## Exercise objective
Every entry must appear in the answer exactly as it does here.

(Saved data entries)
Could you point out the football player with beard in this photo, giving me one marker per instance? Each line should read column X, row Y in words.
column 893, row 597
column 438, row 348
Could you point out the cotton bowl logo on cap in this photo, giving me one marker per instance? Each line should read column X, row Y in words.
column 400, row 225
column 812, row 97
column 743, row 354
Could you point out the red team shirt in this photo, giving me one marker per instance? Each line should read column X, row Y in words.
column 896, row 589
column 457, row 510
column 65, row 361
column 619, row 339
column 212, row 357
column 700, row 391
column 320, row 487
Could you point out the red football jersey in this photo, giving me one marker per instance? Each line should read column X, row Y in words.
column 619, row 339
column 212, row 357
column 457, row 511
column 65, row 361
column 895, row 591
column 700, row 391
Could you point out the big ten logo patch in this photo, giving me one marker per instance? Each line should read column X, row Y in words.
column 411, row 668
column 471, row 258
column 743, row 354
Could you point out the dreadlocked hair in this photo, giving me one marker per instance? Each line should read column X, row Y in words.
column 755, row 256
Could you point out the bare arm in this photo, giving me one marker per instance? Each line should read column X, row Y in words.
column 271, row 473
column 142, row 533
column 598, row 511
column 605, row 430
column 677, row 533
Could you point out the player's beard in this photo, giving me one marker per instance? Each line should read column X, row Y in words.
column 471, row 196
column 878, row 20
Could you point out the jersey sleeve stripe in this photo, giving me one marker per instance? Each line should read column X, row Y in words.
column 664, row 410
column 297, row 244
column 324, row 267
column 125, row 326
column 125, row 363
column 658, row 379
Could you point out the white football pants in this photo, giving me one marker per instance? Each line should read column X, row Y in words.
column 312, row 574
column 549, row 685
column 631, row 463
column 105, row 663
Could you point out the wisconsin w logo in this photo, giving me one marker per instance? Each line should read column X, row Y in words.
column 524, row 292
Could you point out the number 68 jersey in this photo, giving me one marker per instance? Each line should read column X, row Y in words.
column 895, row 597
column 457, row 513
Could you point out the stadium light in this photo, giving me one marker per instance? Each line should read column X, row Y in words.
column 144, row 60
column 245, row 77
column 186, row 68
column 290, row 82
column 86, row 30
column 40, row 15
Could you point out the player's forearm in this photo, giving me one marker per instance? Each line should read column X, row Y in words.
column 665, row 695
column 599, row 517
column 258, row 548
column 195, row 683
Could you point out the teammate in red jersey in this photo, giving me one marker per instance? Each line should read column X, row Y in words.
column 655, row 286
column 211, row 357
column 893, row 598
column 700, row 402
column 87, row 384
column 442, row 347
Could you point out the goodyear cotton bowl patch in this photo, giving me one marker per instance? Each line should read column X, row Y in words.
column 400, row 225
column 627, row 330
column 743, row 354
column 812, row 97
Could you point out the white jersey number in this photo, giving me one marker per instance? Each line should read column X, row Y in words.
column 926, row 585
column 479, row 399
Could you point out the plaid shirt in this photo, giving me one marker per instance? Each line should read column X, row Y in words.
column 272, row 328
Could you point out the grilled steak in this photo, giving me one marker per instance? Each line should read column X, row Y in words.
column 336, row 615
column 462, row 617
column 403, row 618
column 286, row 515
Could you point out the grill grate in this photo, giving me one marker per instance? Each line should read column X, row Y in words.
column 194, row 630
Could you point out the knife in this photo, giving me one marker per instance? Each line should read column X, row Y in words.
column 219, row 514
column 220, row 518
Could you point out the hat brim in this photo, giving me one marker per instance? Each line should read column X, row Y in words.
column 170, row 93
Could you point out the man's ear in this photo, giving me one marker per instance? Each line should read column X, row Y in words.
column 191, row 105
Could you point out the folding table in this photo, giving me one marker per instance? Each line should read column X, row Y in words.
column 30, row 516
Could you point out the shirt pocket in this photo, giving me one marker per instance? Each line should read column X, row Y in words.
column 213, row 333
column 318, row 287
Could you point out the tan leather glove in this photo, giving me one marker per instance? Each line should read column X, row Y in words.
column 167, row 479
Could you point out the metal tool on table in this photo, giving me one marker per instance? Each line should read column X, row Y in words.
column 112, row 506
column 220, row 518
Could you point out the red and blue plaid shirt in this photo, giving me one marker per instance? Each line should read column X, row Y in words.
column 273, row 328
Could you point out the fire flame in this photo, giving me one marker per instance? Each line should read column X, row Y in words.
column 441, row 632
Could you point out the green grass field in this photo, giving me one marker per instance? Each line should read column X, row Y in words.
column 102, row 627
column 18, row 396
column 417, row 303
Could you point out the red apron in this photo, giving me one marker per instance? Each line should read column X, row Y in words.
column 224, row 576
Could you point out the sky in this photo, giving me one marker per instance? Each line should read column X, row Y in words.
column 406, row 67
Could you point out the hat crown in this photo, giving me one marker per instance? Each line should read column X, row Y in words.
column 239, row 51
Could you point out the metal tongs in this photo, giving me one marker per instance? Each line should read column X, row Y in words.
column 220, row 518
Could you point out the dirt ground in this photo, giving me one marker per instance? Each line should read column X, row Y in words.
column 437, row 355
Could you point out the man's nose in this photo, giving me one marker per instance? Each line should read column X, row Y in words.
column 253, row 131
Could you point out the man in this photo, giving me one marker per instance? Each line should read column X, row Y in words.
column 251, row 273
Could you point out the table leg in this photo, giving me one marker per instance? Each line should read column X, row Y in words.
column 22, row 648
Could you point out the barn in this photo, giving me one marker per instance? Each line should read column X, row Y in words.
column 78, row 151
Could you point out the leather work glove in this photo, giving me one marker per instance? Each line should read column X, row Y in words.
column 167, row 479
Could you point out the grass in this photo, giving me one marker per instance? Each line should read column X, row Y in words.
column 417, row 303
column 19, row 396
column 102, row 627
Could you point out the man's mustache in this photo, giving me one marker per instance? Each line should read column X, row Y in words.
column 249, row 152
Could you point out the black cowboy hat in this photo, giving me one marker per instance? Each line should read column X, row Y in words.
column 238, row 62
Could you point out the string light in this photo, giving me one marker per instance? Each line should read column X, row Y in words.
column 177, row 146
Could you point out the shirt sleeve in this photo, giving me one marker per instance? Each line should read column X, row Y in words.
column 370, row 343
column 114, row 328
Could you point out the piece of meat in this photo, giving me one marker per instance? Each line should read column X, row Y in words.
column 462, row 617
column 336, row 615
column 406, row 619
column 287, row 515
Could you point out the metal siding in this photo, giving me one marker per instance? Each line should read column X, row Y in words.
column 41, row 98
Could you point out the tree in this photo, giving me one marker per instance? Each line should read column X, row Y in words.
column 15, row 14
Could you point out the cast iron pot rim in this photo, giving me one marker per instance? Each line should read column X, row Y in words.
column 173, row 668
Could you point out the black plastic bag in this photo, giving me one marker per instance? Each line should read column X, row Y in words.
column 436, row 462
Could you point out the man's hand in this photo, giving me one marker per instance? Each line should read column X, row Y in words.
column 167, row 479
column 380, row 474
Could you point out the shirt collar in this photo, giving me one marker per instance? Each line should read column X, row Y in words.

## Written response
Could you point out the football player with beard in this photo, giving me one marker per instance? Each line should read column X, row Y in words.
column 893, row 597
column 438, row 348
Could you point out the cotton bowl logo on cap in this photo, giving me one marker per instance? Each line should read column X, row Y in words.
column 400, row 225
column 812, row 97
column 743, row 354
Could you point out the red team shirt in this photo, giving me one marker per instance? Each line should read column X, row Y in words.
column 896, row 589
column 457, row 510
column 65, row 361
column 619, row 339
column 212, row 357
column 700, row 391
column 320, row 487
Could you point out the red football jersey in this photo, giving me one marker per instance? Each line should read column X, row Y in words.
column 619, row 339
column 212, row 357
column 457, row 511
column 65, row 361
column 895, row 591
column 700, row 391
Could you point out the big ten logo patch in this photo, giving me one marker per instance? Each line should read column X, row Y in words.
column 411, row 668
column 471, row 258
column 743, row 354
Could you point out the dreadlocked hair in this photo, giving me one marker per instance? Each line should read column X, row Y in words.
column 755, row 256
Could you point out the bare arm in this photo, giving me one marker per instance? Each line should read column X, row Y in words.
column 271, row 473
column 142, row 533
column 598, row 511
column 605, row 430
column 677, row 533
Could you point out the player's beard in this photo, giving me one marker per instance? Each line should read column X, row Y in words.
column 471, row 196
column 878, row 20
Could you point out the jersey sleeve stripe in this photo, giving me one marker per instance? Each line should read column X, row Y in words.
column 664, row 410
column 297, row 244
column 324, row 267
column 125, row 326
column 125, row 363
column 658, row 379
Could you point out the white football pants in this photo, giving me one marker per instance? Each line should read column X, row Y in words.
column 312, row 574
column 549, row 685
column 631, row 463
column 105, row 663
Could you point out the wisconsin w logo in this photo, giving me one marker per instance? Each line should read column X, row Y in words.
column 524, row 292
Could you point out the number 68 jersey in this photo, giving me one marker per instance? Each line should read column X, row Y in words.
column 895, row 597
column 457, row 513
Could you point out the stadium light in this photo, giving me one marker per instance? Each line should read column X, row Y in words.
column 144, row 60
column 245, row 77
column 186, row 68
column 290, row 82
column 86, row 30
column 40, row 15
Could you point out the player's forearm in this photo, giving me one marker per instance? Each line should read column X, row Y in words.
column 665, row 695
column 599, row 517
column 258, row 548
column 195, row 683
Could you point out the teammate in red jersey in this photo, giving me one marker per instance? Each line should read column X, row Y in words.
column 655, row 286
column 211, row 357
column 893, row 598
column 700, row 402
column 87, row 384
column 442, row 347
Could you point out the goodyear cotton bowl patch in this photo, giving me one marker per instance? Each line should read column X, row Y in words.
column 400, row 225
column 627, row 330
column 743, row 354
column 812, row 97
Could you point out the white jersey number in this photo, giving me one marker per instance? Each line should read column X, row Y in words.
column 926, row 585
column 479, row 399
Could you point out the plaid shirt in this photo, giving me one marker per instance? Each line should read column X, row Y in words.
column 272, row 328
Could you point out the grilled steak in this photo, giving me one marker per instance? Each line should read column X, row Y in words.
column 336, row 615
column 462, row 617
column 403, row 618
column 286, row 515
Could you point out the grill grate in this photo, giving me one marker per instance? Each line should read column X, row Y in words.
column 194, row 630
Could you point out the knife in this photo, giving me one marker per instance? Each line should read column X, row Y in words.
column 219, row 514
column 220, row 518
Could you point out the hat brim in this photo, giving me one marker per instance? Each line should read column X, row Y in words.
column 170, row 93
Could you point out the man's ear in this photo, giving me one marker per instance? Each line should read column X, row Y in words.
column 191, row 105
Could you point out the folding table in this photo, giving me one marker per instance? Each line should read column X, row Y in words.
column 30, row 516
Could you point out the shirt pocket in this photo, giving me one marker per instance? Each line should read column X, row Y in words.
column 213, row 333
column 318, row 287
Could you point out the tan leather glove in this photo, giving me one marker per instance? Each line should read column X, row Y in words.
column 167, row 479
Could you point out the metal tool on table in this photo, giving me one marker per instance? Each line should read column X, row Y in words.
column 112, row 506
column 220, row 518
Could you point out the red and blue plaid shirt in this photo, giving me one marker per instance? Each line should read column X, row Y in words.
column 273, row 328
Could you point out the fire flame in this photo, giving me one marker per instance? Each line should read column X, row Y in words.
column 441, row 632
Could you point out the green grass field in this photo, giving me one marker per instance? Each line should read column X, row Y in words.
column 102, row 627
column 18, row 396
column 417, row 303
Could you point out the red apron in this photo, giving me one marker per instance? Each line should read column X, row Y in words.
column 224, row 576
Could you point out the sky in this photo, giving me one marker per instance? Each line should read column X, row Y in words.
column 406, row 67
Could you point out the hat crown in this photo, giving me one marker per instance? Each line should read column X, row Y in words.
column 239, row 51
Could you point out the metal tongs in this photo, giving me one marker per instance? Each line should read column X, row Y in words.
column 220, row 518
Could you point out the dirt ground in this photo, giving me one marker per instance? Each line should read column X, row Y in words.
column 437, row 355
Could you point out the man's nose in this photo, giving me one marker per instance? Each line should read column X, row Y in words.
column 253, row 131
Could you point out the man in this photo, giving me one marker per instance? Each line should read column X, row Y in words.
column 251, row 273
Could you point out the table leg in this photo, giving me one marker per instance? Each line should read column X, row Y in words.
column 22, row 648
Could you point out the barn in this photo, giving me one marker per instance? Each line should read column X, row Y in words.
column 78, row 151
Could you point out the leather work glove in this photo, giving me one marker per instance? Each line should read column X, row Y in words.
column 167, row 479
Could you point out the grass in this photo, giving me one marker per instance? Each line should read column X, row Y in words.
column 417, row 303
column 19, row 396
column 102, row 627
Could you point out the man's mustache in this photo, giving me one marker per instance? Each line should read column X, row Y in words.
column 249, row 152
Could you point out the black cowboy hat in this photo, giving me one marker per instance? Each line should read column X, row Y in words.
column 238, row 62
Could you point out the string light in this photo, giving me one marker per instance? Each line should read column X, row Y in words.
column 177, row 146
Could you point out the shirt sleeve in this photo, giving me one marker per instance? Each line should read column X, row Y in words.
column 370, row 343
column 114, row 328
Could you point out the piece of meat in this photo, giving me one marker per instance? Each line should read column X, row Y in words.
column 462, row 617
column 336, row 615
column 406, row 619
column 287, row 515
Could you point out the metal siding in this photo, giving me one marker per instance? Each line should read column X, row Y in words.
column 41, row 98
Could you point out the tree in this photo, giving me one marker per instance? Each line should read column X, row Y in words.
column 15, row 14
Could you point out the cast iron pot rim in this photo, giving me one marker per instance? Each line should read column X, row Y in words.
column 173, row 668
Could you point out the black plastic bag in this photo, giving me one marker per instance? Each line should read column X, row Y in words.
column 436, row 462
Could you point out the man's hand in this photo, giving me one marker per instance? Each line should read column X, row Y in words.
column 167, row 479
column 380, row 474
Could you point out the shirt collar in this photo, giving me one marker per instance? Each line should read column X, row Y in words.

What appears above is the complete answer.